» About this exercise
From the line with "Would you be able to point to the black" to the last line of the material, both inclusive, transcribe every line exactly and nothing else.

----------------

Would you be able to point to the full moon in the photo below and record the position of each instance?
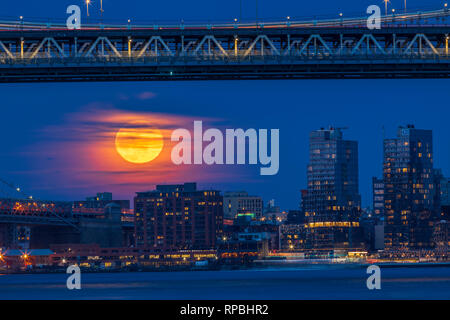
(139, 145)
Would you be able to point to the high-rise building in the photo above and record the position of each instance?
(332, 202)
(174, 217)
(378, 196)
(235, 203)
(445, 191)
(409, 189)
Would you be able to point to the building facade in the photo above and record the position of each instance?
(175, 217)
(332, 202)
(378, 196)
(241, 202)
(409, 189)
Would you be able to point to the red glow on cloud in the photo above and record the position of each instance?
(79, 156)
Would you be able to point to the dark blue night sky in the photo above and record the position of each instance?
(295, 107)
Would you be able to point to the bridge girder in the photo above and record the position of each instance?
(104, 55)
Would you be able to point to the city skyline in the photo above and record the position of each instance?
(41, 119)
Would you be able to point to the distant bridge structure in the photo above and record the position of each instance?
(408, 45)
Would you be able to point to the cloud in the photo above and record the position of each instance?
(85, 160)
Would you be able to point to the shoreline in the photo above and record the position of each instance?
(256, 267)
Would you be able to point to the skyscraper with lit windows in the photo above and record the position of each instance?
(409, 189)
(175, 217)
(332, 202)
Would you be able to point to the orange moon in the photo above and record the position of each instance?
(138, 145)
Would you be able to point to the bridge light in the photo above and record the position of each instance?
(88, 2)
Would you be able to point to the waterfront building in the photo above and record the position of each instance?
(178, 217)
(445, 191)
(378, 196)
(241, 202)
(332, 203)
(292, 237)
(409, 189)
(100, 201)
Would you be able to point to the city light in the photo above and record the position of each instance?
(88, 2)
(386, 5)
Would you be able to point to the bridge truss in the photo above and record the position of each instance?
(406, 46)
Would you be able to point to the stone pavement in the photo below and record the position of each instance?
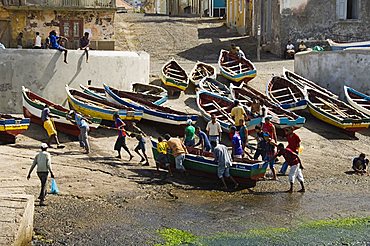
(16, 207)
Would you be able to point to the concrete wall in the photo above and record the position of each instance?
(44, 72)
(332, 70)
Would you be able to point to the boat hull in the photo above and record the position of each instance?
(243, 173)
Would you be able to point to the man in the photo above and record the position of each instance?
(121, 139)
(20, 40)
(82, 124)
(53, 38)
(178, 150)
(37, 44)
(49, 127)
(269, 128)
(238, 113)
(295, 166)
(85, 45)
(214, 130)
(359, 164)
(237, 150)
(294, 142)
(290, 50)
(203, 140)
(189, 134)
(43, 162)
(223, 158)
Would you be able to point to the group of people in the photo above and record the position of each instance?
(53, 41)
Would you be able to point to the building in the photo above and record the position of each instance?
(70, 18)
(239, 15)
(313, 21)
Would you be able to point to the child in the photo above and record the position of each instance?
(163, 159)
(140, 146)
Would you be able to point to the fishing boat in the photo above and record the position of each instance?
(151, 90)
(94, 107)
(152, 112)
(341, 46)
(281, 118)
(10, 127)
(99, 92)
(210, 103)
(33, 105)
(357, 100)
(285, 93)
(214, 86)
(244, 173)
(202, 70)
(234, 68)
(336, 112)
(302, 82)
(174, 76)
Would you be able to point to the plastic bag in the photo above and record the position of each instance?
(54, 187)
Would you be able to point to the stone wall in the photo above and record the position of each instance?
(45, 73)
(332, 70)
(100, 22)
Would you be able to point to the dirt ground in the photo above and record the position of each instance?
(107, 201)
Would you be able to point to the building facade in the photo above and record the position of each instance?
(70, 18)
(312, 21)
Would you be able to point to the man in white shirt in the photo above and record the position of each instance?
(37, 44)
(214, 130)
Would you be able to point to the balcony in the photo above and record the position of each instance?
(60, 3)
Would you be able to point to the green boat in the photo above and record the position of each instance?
(244, 173)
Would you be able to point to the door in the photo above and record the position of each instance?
(5, 33)
(73, 30)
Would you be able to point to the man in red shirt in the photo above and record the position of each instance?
(294, 142)
(292, 159)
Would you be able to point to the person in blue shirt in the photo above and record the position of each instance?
(203, 140)
(82, 124)
(54, 39)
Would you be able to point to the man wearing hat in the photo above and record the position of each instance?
(189, 134)
(238, 113)
(43, 162)
(82, 124)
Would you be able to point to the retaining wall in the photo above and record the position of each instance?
(332, 69)
(45, 73)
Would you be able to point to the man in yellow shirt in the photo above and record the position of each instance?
(162, 157)
(238, 113)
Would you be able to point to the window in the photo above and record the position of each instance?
(348, 9)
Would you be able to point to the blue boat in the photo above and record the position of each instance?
(152, 112)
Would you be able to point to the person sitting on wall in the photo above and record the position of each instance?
(290, 50)
(302, 46)
(55, 45)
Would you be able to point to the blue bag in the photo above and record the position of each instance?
(54, 187)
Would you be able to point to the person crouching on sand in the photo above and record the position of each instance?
(295, 164)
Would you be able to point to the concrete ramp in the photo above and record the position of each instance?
(44, 72)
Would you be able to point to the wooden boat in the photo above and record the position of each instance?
(281, 118)
(210, 103)
(10, 127)
(214, 86)
(202, 70)
(303, 82)
(151, 90)
(174, 76)
(92, 106)
(358, 100)
(285, 93)
(336, 112)
(341, 46)
(152, 112)
(33, 105)
(234, 68)
(244, 173)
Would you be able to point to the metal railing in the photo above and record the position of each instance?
(62, 3)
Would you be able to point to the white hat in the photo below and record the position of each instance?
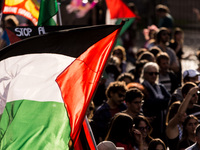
(190, 73)
(108, 145)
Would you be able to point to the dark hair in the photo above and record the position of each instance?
(187, 86)
(115, 87)
(120, 129)
(136, 122)
(121, 49)
(173, 109)
(148, 56)
(162, 8)
(132, 94)
(153, 144)
(158, 35)
(162, 55)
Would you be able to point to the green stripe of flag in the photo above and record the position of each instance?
(44, 124)
(48, 8)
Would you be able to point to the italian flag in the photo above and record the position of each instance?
(46, 84)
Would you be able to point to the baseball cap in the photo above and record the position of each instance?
(108, 145)
(190, 73)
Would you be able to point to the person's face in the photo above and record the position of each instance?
(151, 74)
(159, 147)
(118, 97)
(164, 37)
(191, 125)
(143, 128)
(135, 105)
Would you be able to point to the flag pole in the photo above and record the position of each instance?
(1, 9)
(59, 14)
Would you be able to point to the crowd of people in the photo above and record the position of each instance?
(153, 106)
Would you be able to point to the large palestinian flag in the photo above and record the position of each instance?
(46, 84)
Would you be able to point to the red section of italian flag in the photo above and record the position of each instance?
(118, 9)
(79, 81)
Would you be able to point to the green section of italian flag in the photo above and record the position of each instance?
(44, 124)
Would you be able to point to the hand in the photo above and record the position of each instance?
(193, 90)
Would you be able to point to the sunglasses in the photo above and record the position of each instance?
(121, 95)
(143, 128)
(153, 73)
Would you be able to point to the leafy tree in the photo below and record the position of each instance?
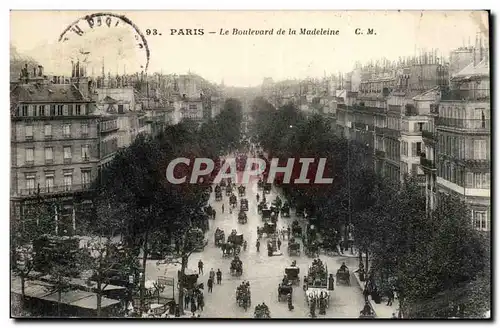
(36, 221)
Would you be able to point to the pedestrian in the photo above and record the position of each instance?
(219, 276)
(366, 293)
(201, 301)
(210, 285)
(193, 305)
(390, 297)
(187, 298)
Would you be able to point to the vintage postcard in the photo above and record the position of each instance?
(250, 164)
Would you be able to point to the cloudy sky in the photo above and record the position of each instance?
(239, 60)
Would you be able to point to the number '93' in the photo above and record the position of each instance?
(152, 32)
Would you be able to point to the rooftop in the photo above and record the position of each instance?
(49, 93)
(481, 69)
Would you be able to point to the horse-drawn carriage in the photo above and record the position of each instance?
(292, 274)
(296, 228)
(244, 204)
(294, 248)
(233, 201)
(283, 291)
(241, 190)
(233, 244)
(262, 206)
(266, 215)
(343, 276)
(278, 202)
(316, 286)
(242, 217)
(197, 238)
(243, 296)
(274, 208)
(262, 312)
(219, 237)
(269, 229)
(236, 267)
(260, 184)
(190, 279)
(285, 210)
(312, 249)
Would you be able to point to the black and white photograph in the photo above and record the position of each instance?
(250, 164)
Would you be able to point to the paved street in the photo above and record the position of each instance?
(264, 273)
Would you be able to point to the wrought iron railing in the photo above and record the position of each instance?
(54, 189)
(471, 124)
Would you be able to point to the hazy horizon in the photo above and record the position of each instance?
(243, 61)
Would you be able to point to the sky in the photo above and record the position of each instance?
(239, 60)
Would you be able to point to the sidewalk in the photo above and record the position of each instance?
(381, 310)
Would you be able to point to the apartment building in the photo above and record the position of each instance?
(464, 140)
(54, 145)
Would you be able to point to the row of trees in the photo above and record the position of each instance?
(135, 202)
(437, 262)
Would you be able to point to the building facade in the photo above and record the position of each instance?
(54, 145)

----------------

» Output
Would you be able to point to the black and white photograph in the photo above and record the position of each instance?
(250, 164)
Would you be able to point to the paved street in the photo above and record the position of each instance?
(264, 273)
Would you be able to point to the wrought iron railing in the photo above and record the position of each instance?
(54, 189)
(471, 124)
Would you be able to point to the hazy horizon in the photo above and record the position of each instance?
(243, 61)
Would you be able to point to the sky in the photo above and record the position of each instance?
(239, 60)
Would you be able to point to the sidewalk in the photo above and record the position of each instance?
(381, 310)
Would you be able to point to the apartment building in the photo above and record the position of each instance?
(464, 140)
(54, 145)
Would you be able to point to the row of trees in the photo above and record the position of each instance?
(135, 202)
(437, 262)
Would you be able to point to the building facade in the photo above and record the position of each instance?
(54, 145)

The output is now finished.